## [WHAT THIS TASK INVOLVES]
Could the entries below be reproduced exactly, with the images removed?

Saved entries
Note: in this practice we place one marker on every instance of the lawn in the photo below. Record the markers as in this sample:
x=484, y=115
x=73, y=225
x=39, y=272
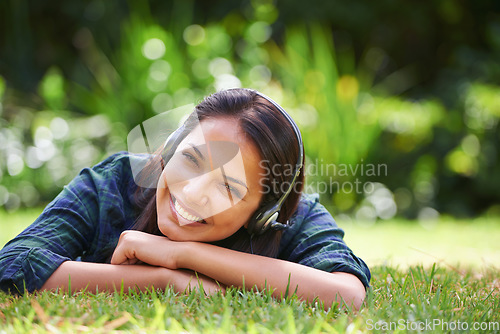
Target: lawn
x=406, y=296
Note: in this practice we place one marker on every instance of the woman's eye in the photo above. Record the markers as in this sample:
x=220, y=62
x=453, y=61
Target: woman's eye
x=191, y=158
x=230, y=189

## [EXERCISE RESPONSE]
Note: in this practice we place one marker on every instance of the lawn in the photo below. Record the markers as in this sample:
x=484, y=115
x=73, y=225
x=39, y=272
Target: lawn
x=406, y=296
Note: in this practice we place one marker on every instance of the woman's eye in the photo above. Record the markers as in this sample:
x=220, y=62
x=453, y=61
Target: woman's eye
x=191, y=158
x=230, y=189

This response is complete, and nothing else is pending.